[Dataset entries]
━━━━━━━━━━━━━━━━

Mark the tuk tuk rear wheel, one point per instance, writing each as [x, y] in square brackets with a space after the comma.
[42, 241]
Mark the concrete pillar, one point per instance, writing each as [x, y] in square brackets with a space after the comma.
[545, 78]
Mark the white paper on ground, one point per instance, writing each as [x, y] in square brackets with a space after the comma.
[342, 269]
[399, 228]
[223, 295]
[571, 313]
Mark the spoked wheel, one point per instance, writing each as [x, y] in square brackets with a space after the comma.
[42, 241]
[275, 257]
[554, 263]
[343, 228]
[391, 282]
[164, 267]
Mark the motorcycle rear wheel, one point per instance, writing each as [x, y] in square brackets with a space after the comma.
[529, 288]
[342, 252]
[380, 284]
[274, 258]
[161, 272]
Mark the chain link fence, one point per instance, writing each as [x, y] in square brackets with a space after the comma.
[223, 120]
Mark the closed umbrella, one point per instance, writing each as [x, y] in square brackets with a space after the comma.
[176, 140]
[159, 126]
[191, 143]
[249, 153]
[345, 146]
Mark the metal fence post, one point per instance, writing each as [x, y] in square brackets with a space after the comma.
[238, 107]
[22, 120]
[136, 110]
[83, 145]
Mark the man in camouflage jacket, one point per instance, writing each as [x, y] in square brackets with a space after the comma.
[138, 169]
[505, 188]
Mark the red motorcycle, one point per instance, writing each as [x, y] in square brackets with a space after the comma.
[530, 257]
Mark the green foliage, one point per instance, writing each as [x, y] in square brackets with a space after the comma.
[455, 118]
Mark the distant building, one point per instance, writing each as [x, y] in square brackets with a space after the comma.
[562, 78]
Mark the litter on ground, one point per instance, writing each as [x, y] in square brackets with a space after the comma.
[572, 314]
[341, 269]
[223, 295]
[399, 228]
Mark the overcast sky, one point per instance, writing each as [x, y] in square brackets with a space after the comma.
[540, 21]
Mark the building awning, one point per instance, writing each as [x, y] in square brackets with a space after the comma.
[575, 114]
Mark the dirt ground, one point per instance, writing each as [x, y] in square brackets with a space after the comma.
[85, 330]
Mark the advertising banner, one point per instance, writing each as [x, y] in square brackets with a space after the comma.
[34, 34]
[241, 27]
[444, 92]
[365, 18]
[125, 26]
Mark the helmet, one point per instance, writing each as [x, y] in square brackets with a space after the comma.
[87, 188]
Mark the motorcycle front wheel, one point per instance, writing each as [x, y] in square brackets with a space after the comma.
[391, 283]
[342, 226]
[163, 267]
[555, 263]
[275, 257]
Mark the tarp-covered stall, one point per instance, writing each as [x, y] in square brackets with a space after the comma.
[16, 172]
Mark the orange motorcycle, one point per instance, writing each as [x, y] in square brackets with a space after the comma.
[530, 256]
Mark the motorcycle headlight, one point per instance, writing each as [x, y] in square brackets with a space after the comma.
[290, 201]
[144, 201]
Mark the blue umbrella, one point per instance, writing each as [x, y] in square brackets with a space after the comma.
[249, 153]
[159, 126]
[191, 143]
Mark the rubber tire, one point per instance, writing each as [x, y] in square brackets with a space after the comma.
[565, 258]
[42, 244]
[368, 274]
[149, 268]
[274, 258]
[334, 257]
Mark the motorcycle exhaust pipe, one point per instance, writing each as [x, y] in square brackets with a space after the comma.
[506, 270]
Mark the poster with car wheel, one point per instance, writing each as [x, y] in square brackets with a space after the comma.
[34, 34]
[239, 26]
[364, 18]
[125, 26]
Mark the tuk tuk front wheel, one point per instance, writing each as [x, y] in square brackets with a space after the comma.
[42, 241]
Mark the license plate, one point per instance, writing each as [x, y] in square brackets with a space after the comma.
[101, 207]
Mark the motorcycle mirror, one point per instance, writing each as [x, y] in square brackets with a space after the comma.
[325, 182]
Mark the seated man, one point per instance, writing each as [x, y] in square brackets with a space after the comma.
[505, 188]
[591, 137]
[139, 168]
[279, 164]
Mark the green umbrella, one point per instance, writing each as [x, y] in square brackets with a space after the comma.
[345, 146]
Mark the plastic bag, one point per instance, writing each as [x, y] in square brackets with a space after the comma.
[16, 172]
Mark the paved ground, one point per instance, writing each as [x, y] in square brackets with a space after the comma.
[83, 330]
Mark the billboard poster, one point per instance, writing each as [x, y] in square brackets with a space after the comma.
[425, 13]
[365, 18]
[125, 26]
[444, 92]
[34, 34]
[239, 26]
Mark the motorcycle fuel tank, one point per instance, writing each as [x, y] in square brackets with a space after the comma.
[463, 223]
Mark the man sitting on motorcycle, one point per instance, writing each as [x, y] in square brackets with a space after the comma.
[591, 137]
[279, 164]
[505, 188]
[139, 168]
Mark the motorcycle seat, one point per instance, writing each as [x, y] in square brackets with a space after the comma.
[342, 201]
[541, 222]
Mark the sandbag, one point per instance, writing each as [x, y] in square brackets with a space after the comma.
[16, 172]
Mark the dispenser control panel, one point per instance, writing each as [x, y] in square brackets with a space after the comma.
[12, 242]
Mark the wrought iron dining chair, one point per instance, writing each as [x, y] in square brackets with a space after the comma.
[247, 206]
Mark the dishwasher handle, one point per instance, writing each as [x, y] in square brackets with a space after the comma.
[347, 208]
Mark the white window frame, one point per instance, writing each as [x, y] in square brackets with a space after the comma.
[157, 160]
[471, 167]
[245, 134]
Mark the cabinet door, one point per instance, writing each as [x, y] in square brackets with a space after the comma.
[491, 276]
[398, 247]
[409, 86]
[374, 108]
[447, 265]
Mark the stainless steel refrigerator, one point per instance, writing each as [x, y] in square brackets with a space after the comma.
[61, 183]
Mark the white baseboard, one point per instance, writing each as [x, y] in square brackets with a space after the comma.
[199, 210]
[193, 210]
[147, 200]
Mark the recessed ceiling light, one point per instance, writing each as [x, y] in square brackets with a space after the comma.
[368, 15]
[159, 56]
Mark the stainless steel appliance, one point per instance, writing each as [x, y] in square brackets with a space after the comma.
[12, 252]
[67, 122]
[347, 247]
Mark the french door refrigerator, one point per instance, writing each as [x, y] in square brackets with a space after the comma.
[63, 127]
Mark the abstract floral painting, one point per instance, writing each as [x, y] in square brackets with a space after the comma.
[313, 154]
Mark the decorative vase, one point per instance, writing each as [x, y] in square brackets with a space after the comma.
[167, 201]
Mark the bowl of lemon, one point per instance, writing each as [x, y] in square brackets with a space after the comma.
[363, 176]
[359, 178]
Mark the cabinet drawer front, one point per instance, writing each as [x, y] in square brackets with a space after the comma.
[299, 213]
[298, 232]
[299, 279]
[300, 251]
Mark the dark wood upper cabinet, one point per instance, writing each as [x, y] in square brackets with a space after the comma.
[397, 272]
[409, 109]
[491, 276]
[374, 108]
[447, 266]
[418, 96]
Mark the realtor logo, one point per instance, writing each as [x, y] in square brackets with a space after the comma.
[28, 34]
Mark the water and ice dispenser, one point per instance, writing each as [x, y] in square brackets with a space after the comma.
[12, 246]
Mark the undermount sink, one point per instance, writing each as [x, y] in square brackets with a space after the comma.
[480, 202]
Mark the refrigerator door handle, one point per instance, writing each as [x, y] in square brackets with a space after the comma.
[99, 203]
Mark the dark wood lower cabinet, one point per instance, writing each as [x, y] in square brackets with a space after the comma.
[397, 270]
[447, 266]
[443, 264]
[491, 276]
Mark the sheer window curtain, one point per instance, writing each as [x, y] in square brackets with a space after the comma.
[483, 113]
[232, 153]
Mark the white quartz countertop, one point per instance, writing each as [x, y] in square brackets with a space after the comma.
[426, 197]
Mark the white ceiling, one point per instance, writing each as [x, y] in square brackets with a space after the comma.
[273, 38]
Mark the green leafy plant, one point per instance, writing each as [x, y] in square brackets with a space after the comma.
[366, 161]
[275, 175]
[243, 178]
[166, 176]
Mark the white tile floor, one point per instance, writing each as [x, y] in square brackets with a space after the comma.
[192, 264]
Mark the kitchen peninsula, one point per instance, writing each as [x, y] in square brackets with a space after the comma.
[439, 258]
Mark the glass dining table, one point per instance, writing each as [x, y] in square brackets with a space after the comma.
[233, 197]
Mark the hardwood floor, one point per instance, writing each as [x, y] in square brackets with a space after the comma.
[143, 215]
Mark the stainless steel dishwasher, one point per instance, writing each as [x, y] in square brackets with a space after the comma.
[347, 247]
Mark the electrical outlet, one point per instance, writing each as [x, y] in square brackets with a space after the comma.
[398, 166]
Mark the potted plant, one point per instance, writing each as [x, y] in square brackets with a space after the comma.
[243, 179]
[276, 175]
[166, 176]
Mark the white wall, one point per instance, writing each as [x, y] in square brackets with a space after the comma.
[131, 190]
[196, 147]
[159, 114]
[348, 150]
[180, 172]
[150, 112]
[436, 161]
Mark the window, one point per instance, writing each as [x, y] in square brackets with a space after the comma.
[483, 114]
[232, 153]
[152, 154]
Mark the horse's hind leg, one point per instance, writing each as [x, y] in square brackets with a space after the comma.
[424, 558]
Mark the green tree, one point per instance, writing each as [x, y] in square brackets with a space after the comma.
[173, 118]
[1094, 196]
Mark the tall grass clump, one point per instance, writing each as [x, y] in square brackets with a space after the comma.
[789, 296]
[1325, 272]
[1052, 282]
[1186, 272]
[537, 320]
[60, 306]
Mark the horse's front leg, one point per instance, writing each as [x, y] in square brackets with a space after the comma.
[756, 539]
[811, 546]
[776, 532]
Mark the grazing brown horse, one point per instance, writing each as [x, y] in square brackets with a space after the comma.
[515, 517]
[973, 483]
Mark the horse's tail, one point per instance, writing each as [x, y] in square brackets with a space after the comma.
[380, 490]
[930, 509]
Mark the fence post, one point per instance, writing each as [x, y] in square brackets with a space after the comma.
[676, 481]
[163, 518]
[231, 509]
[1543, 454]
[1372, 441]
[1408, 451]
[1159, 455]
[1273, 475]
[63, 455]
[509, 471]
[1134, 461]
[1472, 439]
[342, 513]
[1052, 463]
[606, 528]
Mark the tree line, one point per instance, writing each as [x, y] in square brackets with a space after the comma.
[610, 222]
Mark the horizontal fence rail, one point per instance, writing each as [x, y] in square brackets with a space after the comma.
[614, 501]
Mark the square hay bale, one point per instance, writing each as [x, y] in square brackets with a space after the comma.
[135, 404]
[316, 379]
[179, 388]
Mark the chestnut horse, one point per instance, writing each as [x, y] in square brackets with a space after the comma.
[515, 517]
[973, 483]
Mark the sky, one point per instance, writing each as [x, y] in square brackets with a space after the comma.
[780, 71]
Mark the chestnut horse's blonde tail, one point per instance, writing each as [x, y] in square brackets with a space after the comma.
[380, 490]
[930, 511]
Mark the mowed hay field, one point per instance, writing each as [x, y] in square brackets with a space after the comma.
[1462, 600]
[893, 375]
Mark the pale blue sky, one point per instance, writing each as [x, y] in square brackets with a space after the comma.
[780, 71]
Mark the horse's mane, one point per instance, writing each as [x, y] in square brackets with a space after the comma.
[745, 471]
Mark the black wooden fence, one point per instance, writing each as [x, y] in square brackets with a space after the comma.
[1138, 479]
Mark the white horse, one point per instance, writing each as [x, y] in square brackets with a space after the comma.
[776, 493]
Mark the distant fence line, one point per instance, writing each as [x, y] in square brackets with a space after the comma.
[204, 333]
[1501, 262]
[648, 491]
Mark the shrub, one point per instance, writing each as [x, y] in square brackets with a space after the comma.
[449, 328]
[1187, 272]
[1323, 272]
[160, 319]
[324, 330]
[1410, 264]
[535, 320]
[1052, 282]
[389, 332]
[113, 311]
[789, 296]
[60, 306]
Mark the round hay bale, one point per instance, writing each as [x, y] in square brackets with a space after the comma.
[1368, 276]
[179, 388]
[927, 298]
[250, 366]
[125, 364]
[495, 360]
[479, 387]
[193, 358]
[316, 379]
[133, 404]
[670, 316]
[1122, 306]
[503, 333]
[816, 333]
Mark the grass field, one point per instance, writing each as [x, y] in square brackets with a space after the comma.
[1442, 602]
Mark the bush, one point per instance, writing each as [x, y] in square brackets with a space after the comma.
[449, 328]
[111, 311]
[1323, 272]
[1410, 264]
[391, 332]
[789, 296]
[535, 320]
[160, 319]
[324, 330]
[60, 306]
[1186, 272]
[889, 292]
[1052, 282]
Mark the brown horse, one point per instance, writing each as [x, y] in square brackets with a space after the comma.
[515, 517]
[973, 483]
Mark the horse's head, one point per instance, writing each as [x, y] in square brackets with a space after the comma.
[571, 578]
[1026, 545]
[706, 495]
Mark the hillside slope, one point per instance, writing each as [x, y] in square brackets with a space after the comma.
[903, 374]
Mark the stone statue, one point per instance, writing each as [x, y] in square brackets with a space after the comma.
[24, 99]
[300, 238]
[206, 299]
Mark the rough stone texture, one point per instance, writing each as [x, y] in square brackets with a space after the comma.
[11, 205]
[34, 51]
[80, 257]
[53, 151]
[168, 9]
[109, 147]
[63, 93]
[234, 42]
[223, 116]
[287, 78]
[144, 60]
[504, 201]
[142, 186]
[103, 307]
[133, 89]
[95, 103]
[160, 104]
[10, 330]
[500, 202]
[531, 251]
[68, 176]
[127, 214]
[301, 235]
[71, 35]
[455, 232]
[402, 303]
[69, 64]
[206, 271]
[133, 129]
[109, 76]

━━━━━━━━━━━━━━━━

_WHAT YOU ARE ASKED TO DO_
Write out, word for word, the line containing "Mark the rough" and all the lines after it in the entries above, and nothing more.

_EXERCISE RESPONSE_
Mark the rough stone texture, one point per instance, writing each as [x, y] in square brackets with a space after the comma.
[11, 205]
[34, 51]
[80, 257]
[53, 151]
[168, 9]
[109, 147]
[63, 93]
[234, 42]
[223, 116]
[287, 78]
[144, 60]
[504, 201]
[142, 186]
[103, 307]
[133, 89]
[95, 103]
[160, 104]
[10, 330]
[500, 202]
[531, 251]
[68, 176]
[127, 214]
[301, 235]
[71, 35]
[455, 232]
[402, 303]
[69, 64]
[206, 271]
[133, 129]
[109, 76]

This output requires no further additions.